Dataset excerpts
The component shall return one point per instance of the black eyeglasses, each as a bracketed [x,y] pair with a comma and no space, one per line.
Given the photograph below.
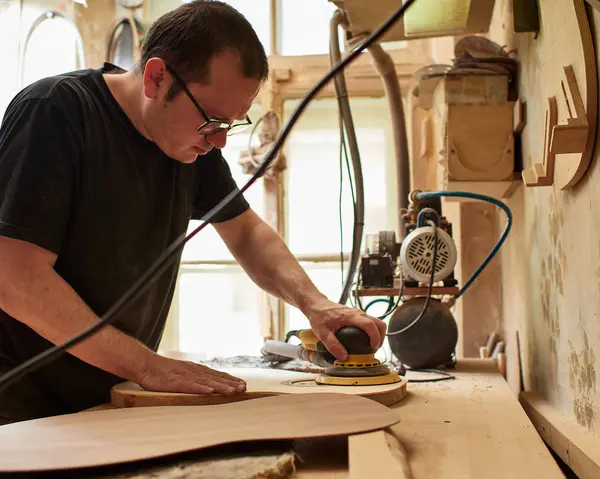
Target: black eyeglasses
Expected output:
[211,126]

---

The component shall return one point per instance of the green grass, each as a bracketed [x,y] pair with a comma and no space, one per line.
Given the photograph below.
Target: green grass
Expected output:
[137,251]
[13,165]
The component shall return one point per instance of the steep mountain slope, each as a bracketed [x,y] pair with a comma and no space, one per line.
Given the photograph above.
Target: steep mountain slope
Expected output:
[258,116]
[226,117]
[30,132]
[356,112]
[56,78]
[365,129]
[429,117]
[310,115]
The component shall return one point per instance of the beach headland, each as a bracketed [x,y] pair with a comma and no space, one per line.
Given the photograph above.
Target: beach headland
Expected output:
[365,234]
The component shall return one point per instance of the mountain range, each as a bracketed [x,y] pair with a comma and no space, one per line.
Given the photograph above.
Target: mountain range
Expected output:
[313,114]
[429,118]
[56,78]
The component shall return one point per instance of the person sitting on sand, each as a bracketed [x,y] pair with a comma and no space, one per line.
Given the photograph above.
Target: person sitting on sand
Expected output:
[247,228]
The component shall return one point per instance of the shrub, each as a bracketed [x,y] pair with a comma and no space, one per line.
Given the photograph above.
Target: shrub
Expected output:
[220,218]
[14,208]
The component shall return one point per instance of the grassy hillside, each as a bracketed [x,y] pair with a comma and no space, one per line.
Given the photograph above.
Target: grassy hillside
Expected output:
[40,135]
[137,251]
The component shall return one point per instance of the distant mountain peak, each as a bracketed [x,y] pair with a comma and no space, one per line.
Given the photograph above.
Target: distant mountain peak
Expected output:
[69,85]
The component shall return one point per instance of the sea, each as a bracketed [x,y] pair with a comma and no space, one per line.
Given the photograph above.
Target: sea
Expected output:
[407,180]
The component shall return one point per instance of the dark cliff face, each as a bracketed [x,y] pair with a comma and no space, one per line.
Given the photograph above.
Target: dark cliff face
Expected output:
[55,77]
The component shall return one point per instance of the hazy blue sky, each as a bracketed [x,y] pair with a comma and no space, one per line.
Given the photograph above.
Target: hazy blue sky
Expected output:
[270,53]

> _What is required_
Look over the records. Copy the lines that include the word "hazy".

> _Answer to the problem_
The component shall return one point per instance of the hazy blue sky, each as a bracketed [x,y] pair with a comma and no space, one per line.
Target: hazy blue sky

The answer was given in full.